▶ Supplied text
··········
Photographer: Charlie Dischinger

                                                                                 Photo by Charlie Dischinger

Twilight

Twilight. That magical time of day after the sun has set and still light enough to see everything. Twilight has always fascinated me. I think it is because of the fact that while you can still make out most of the details in the surroundings, it is dark enough to provide a hint of mystery of what lurks in yonder shadows. Not to mention that the glow of lights provide a twinkle and bright spot to an otherwise dark scene. Then if you had a little rain so the lights reflect off of many different surfaces, it gets even better.

On March 10 of last year, there was an eastbound parade of four trains coming to Springfield from Tulsa with a projected arrival in the early evening. It was raining lightly and everything appeared to be coming together for a shot I had thought about for some time. So I headed west to the town of Billings, Mo. to catch the trains in that magical time of day. When I got there, I set up and listened to the scanner for a hint of when they might actually arrive. While I waited, the situation continued to worsen weather wise. It got darker, began to rain harder and harder, and lightening was cracking almost continuously with the thunder providing a deafening roar. With tripod set up and in place, I patiently waited in the truck listening to the scanner for the detector just west of town to give me warning that the first train had actually arrived. I waited. And waited. And waited. All the while trying to hear the scanner over the now deluge of rain pounding the truck between the lightening bursts and cracks of thunder. But no train. 

Finally the rain began to lighten up as the storm passed to the northwest. Dark clouds and lightning were now over the old stone bank building. If only everything would come together at the same time I thought. The lightening stopped. The rain stopped and the streets were beginning to dry off. Only then did the first train show up about an hour and a half after its projected passing through Billings. I took several shots as the train passed and then waited for the second of the four trains that never did appear before it got so dark that you would not have been able to see them in the picture without a flash. So I headed home, pleased with what I did capture, but disappointed in knowing what I could have captured more, had the timing been just a little different.

After being back home for a week or two with the one picture that I did get, I couldn't help but think about the implications had everything come together instead of being separated by about fifteen minutes. It was about this time while working on another project; as I was looking through some of books and magazines I have on Photoshop, I stumbled across an article about how to create lightning. The light came on, so to speak. This is how I could create what I had envisioned while sitting and waiting in the truck at Billings. While I did not have the ability to bring the forces of Mother Nature together in the way I wanted, I did have the ability to bring them together in my picture, just as I envisioned the scene that afternoon. The resulting picture captures the mood and feeling that I experienced, quite well.
··········
Collection entries
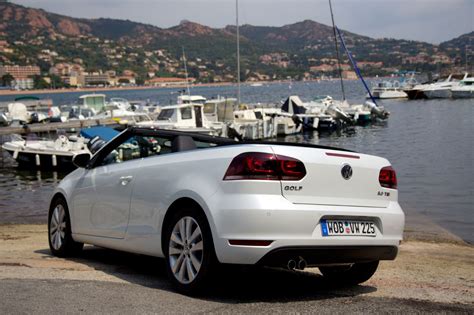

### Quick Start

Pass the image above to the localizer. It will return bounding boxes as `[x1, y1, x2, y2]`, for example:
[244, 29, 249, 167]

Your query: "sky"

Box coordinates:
[10, 0, 474, 44]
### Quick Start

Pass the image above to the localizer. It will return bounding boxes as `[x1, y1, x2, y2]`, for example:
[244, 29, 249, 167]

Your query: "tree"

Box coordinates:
[1, 73, 15, 86]
[135, 77, 145, 85]
[33, 75, 49, 89]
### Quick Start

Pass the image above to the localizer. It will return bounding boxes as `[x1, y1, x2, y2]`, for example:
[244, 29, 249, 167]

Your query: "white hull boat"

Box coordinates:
[2, 135, 90, 169]
[451, 73, 474, 98]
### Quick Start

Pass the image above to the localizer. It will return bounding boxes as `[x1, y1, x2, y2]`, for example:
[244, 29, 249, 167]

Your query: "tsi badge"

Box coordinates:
[341, 164, 352, 180]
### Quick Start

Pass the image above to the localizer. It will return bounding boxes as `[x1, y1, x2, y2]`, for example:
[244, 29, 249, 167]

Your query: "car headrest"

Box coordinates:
[171, 136, 196, 152]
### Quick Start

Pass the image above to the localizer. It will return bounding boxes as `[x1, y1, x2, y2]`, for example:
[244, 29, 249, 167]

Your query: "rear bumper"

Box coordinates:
[209, 194, 405, 265]
[257, 246, 398, 267]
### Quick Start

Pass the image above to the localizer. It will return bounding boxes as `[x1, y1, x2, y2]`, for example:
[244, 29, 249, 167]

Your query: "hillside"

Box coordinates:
[0, 2, 473, 82]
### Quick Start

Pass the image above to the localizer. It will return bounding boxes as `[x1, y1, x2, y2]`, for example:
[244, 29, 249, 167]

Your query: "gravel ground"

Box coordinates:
[0, 225, 474, 314]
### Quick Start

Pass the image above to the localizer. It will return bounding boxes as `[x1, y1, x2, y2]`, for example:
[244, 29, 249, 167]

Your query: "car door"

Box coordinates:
[73, 133, 141, 238]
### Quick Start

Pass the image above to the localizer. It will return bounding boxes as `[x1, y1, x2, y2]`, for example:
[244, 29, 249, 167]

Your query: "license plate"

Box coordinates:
[321, 220, 377, 236]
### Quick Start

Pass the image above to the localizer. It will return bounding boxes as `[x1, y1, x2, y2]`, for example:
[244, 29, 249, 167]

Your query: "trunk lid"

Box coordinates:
[272, 145, 398, 207]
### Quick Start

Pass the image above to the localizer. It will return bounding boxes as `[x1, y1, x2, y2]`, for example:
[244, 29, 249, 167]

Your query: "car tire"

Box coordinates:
[319, 261, 379, 286]
[48, 198, 84, 257]
[163, 207, 218, 295]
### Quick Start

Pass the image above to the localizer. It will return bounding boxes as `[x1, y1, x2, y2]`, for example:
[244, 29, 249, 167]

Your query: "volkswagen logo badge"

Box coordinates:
[341, 164, 352, 180]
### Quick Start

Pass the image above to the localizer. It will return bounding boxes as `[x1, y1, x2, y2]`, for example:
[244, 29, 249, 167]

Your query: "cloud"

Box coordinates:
[13, 0, 474, 43]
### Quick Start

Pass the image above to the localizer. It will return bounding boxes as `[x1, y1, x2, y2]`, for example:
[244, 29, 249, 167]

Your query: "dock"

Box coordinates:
[0, 118, 119, 136]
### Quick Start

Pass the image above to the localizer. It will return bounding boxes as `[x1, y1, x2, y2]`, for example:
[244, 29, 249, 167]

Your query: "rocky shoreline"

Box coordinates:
[0, 220, 474, 314]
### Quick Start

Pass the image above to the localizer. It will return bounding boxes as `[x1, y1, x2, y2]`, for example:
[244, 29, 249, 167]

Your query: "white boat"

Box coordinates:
[423, 75, 459, 99]
[178, 94, 207, 105]
[136, 103, 226, 136]
[367, 81, 408, 99]
[451, 73, 474, 98]
[2, 135, 89, 169]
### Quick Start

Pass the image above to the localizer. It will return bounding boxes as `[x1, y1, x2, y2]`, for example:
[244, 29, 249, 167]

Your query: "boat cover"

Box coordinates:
[281, 95, 306, 114]
[80, 126, 120, 142]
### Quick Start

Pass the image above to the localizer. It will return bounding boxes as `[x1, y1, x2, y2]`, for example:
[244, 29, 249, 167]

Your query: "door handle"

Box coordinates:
[120, 176, 133, 186]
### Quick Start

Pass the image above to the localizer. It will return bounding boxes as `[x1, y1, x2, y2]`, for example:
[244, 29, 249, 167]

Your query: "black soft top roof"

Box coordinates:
[127, 127, 354, 152]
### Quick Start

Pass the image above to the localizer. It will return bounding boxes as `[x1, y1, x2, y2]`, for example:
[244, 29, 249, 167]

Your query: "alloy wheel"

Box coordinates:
[168, 216, 203, 284]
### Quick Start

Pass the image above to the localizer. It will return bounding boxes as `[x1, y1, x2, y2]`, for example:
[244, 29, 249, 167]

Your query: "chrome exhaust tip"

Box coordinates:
[298, 257, 307, 270]
[286, 259, 296, 270]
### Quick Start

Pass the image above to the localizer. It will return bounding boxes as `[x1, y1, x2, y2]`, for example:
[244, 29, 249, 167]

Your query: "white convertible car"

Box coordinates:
[48, 128, 405, 293]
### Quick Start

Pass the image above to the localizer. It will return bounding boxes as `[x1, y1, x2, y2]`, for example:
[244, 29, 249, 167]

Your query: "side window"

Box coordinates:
[181, 107, 193, 119]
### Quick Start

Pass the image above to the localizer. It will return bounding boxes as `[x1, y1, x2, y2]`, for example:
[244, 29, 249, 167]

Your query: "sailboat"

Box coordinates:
[329, 0, 390, 123]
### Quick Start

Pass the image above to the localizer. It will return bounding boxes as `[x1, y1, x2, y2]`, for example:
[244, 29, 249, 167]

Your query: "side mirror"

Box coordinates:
[72, 153, 91, 168]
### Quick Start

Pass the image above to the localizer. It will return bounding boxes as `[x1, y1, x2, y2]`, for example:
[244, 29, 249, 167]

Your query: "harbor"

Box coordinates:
[0, 81, 474, 243]
[0, 0, 474, 314]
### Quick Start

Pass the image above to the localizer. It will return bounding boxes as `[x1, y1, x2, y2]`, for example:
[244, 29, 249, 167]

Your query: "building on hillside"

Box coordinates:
[12, 78, 34, 90]
[0, 66, 41, 79]
[49, 63, 84, 76]
[84, 73, 110, 86]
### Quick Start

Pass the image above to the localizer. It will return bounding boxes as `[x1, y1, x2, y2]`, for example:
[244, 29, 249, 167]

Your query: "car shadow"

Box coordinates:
[35, 246, 377, 303]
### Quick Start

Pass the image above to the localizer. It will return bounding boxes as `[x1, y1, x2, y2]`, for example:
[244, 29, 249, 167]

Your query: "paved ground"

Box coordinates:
[0, 225, 474, 314]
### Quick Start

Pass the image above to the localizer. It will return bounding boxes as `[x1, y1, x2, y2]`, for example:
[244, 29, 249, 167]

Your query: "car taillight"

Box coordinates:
··········
▶ Task
Return the stretch of the twilight essay from "Twilight. That magical" through "gets even better.". The items were taken from a source separate from the twilight essay.

▶ Exercise result
Twilight. That magical time of day after the sun has set and still light enough to see everything. Twilight has always fascinated me. I think it is because of the fact that while you can still make out most of the details in the surroundings, it is dark enough to provide a hint of mystery of what lurks in yonder shadows. Not to mention that the glow of lights provide a twinkle and bright spot to an otherwise dark scene. Then if you had a little rain so the lights reflect off of many different surfaces, it gets even better.